== SOURCE INFORMATION ==
______
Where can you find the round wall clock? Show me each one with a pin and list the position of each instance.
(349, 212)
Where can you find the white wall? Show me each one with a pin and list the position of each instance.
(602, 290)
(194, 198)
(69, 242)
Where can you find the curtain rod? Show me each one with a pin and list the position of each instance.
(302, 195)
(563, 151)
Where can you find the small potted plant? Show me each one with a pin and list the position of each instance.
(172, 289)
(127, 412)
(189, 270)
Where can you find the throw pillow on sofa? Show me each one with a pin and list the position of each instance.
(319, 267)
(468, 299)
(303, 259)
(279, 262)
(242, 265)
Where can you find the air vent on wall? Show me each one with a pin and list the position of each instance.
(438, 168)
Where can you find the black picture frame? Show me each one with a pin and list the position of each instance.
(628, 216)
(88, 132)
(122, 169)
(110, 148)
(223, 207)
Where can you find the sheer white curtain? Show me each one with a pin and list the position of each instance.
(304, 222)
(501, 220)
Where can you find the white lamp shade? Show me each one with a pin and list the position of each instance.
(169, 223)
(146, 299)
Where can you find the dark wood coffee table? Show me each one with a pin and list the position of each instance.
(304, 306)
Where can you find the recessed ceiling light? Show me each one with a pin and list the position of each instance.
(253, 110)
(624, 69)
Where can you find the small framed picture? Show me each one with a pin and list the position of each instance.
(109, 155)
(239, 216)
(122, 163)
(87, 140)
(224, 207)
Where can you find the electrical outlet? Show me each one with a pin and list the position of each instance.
______
== HOW TO COMPLETE THIS TASK ==
Every line above has to be restated word for word.

== RESULT ==
Where can you find the round wall clock? Show me each one with a pin and list the position of each instance.
(349, 212)
Where can you find the white wall? Show me each one with a pin and list the position of each instance.
(602, 290)
(194, 198)
(69, 242)
Where can you find the curtain rod? Show me each one with a pin and list the position of each instance.
(302, 195)
(563, 151)
Where can you find the small potted plant? Show me each one with a pin and list the position of each instance.
(172, 289)
(127, 412)
(189, 270)
Where can you find the throw pillow on sofa? Show me each one with a pin and list the position of each instance.
(319, 267)
(468, 299)
(303, 259)
(279, 262)
(242, 265)
Where can you find the air vent on wall? Show me each one with a pin and list the position of each instance.
(438, 168)
Where can you find the black picture frame? Show me each one with a pin and list the position of each instance.
(628, 216)
(88, 132)
(122, 169)
(110, 148)
(223, 207)
Where can you find the sheer white curtain? Show me each one with a pin and list the position of each instance.
(304, 222)
(501, 220)
Where can you find the white lamp shade? Show me each one with a pin and list the position of each instance.
(169, 223)
(146, 299)
Where can you find the dark wood coffee table? Show me each one with a pin and list the position of each instance.
(304, 306)
Where can you find the recessed ceiling light? Show me each one with a pin and list the position of each instance.
(253, 110)
(624, 69)
Where can you find the small framed picture? Show me each one with a pin and list the position of each instance.
(109, 155)
(239, 216)
(122, 163)
(87, 140)
(224, 207)
Where can you find the electrical outlet? Show me each one with a pin and list the position of each instance.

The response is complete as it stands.